PROVIDED MATERIAL:
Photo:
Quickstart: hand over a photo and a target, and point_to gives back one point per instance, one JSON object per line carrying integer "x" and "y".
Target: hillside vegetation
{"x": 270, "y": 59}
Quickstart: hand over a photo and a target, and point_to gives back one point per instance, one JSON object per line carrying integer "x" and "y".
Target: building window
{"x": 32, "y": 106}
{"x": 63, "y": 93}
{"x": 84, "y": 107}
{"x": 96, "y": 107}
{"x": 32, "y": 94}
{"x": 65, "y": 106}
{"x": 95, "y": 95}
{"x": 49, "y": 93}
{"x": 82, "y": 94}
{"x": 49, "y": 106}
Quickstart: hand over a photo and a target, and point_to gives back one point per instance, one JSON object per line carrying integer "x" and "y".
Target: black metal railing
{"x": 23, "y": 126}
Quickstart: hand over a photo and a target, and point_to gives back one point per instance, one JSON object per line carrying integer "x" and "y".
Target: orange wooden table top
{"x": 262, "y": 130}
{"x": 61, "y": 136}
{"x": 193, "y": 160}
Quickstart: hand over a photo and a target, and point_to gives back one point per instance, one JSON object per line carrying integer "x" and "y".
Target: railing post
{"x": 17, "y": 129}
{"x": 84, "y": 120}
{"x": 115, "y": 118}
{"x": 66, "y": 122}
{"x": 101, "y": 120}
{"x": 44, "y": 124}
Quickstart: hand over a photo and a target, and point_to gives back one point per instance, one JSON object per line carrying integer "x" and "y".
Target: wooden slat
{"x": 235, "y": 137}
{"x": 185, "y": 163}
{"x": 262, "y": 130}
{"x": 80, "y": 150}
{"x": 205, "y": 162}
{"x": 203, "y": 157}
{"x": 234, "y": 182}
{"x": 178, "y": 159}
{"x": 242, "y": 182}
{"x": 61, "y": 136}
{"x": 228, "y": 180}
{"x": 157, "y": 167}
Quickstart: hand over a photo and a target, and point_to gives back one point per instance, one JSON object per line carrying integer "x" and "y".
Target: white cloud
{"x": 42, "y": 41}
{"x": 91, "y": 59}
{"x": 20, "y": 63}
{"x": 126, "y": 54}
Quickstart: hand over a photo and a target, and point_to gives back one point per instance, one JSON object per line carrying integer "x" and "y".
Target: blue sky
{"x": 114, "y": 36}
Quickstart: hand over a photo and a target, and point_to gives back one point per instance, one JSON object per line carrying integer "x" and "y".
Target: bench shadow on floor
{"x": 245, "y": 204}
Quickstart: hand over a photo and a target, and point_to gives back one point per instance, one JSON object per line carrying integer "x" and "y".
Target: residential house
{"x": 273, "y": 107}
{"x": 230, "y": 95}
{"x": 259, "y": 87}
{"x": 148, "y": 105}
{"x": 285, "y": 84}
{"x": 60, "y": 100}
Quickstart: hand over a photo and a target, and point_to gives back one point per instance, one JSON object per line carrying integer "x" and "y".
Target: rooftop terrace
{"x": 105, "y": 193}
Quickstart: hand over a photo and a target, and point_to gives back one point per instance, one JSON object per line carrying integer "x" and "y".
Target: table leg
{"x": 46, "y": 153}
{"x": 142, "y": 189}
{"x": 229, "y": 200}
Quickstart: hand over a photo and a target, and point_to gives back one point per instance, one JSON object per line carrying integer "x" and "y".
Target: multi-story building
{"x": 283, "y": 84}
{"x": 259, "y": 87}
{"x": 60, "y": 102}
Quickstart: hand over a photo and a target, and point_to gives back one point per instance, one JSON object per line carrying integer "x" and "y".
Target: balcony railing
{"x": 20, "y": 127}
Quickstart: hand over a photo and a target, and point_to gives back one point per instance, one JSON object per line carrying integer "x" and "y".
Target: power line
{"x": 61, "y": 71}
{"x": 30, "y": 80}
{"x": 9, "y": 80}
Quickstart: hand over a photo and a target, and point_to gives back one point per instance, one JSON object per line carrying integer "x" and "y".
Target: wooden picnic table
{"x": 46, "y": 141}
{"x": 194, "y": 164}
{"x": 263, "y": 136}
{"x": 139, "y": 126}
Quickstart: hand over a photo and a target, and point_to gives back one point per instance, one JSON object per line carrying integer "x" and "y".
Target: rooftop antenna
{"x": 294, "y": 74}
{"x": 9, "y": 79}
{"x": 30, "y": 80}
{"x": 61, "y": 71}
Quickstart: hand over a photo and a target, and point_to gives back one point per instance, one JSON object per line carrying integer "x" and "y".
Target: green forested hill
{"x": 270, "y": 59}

TASK REQUIREMENTS: Please return all of the entries above, exactly and completely.

TASK SOLUTION:
Photo:
Quickstart: hand over a photo and a target, and point_to gives back one point per instance, one JSON object per line carrying integer "x" and "y".
Target: hillside vegetation
{"x": 270, "y": 59}
Quickstart: hand over a photo and a target, and point_to gives back one point per instance, one JSON object per line carrying integer "x" and "y".
Target: building window
{"x": 32, "y": 106}
{"x": 63, "y": 93}
{"x": 84, "y": 107}
{"x": 96, "y": 107}
{"x": 32, "y": 94}
{"x": 65, "y": 106}
{"x": 95, "y": 95}
{"x": 49, "y": 93}
{"x": 82, "y": 94}
{"x": 49, "y": 106}
Quickstart: hand over a photo and a target, and point_to gives back one point per instance, one JSON object per line carrying integer "x" and "y".
Target: black metal railing
{"x": 23, "y": 126}
Quickstart: hand over a photo and a target, and point_to gives back one point per instance, one JSON object per line carrying integer "x" and "y".
Target: orange wooden table top
{"x": 262, "y": 130}
{"x": 61, "y": 136}
{"x": 193, "y": 160}
Quickstart: hand over a photo and a target, and point_to gives back one point per instance, one JSON object per line carrying integer "x" and "y".
Target: railing post
{"x": 17, "y": 129}
{"x": 84, "y": 120}
{"x": 115, "y": 118}
{"x": 66, "y": 122}
{"x": 101, "y": 120}
{"x": 44, "y": 124}
Quickstart: hand over a photo and a target, and point_to gives back one point per instance, one JSON object per line carrying integer "x" and "y".
Target: wooden slat
{"x": 235, "y": 137}
{"x": 185, "y": 163}
{"x": 262, "y": 130}
{"x": 80, "y": 150}
{"x": 205, "y": 162}
{"x": 203, "y": 157}
{"x": 234, "y": 182}
{"x": 178, "y": 159}
{"x": 242, "y": 182}
{"x": 61, "y": 136}
{"x": 228, "y": 180}
{"x": 157, "y": 167}
Quickstart: hand over a photo and a target, and point_to gives back one point per instance, one JSON object per line carrying integer "x" and "y".
Target: white cloud
{"x": 42, "y": 41}
{"x": 91, "y": 59}
{"x": 20, "y": 63}
{"x": 126, "y": 54}
Quickstart: hand over a photo and a target, and point_to gives back one point per instance, one JSON object per line carrying integer "x" and "y".
Target: blue sky
{"x": 114, "y": 36}
Quickstart: hand over a photo and a target, and point_to gives back one point per instance, one JSON object per line carrying integer "x" and "y".
Target: bench shadow on floor
{"x": 245, "y": 204}
Quickstart: hand over a photo and a target, and point_to gives back one point per instance, one JSON object per line carrying integer "x" and "y".
Target: residential house
{"x": 273, "y": 107}
{"x": 230, "y": 95}
{"x": 259, "y": 87}
{"x": 148, "y": 105}
{"x": 285, "y": 84}
{"x": 60, "y": 100}
Quickstart: hand over a photo and a target, and point_to gives back one point per instance, one JSON object per line carrying integer "x" and "y".
Target: rooftop terrace
{"x": 105, "y": 193}
Quickstart: hand over a photo and a target, and point_to gives back one point per instance, one JSON object per line carrying integer "x" and "y".
Target: table leg
{"x": 46, "y": 153}
{"x": 142, "y": 189}
{"x": 229, "y": 200}
Quickstart: hand over a photo and a target, and point_to gives back one point per instance, one JSON object per line carrying integer "x" and "y".
Target: multi-story building
{"x": 283, "y": 84}
{"x": 259, "y": 87}
{"x": 60, "y": 102}
Quickstart: hand over a photo and a target, and point_to gives back one point per instance, one JSON object per line carrying integer "x" and "y".
Target: balcony railing
{"x": 20, "y": 127}
Quickstart: hand over a photo and a target, and point_to gives back one point per instance, one JSON object per line carrying integer "x" and "y".
Target: power line
{"x": 61, "y": 71}
{"x": 30, "y": 80}
{"x": 9, "y": 80}
Quickstart: hand over a photo and a target, and point_to gives back one point per instance, one JSON object per line carrying integer "x" and "y".
Target: wooden picnic table
{"x": 46, "y": 141}
{"x": 194, "y": 164}
{"x": 263, "y": 136}
{"x": 139, "y": 126}
Quickstart: hand over a photo and a target, and point_to gives back one point per instance, one JSON object per line carrying integer "x" and "y".
Target: rooftop antenna
{"x": 294, "y": 74}
{"x": 9, "y": 79}
{"x": 30, "y": 80}
{"x": 61, "y": 71}
Quickstart: hand over a photo and a target, and point_to gives back one point per instance, one JSON object per line carrying integer "x" and "y".
Target: green forested hill
{"x": 270, "y": 59}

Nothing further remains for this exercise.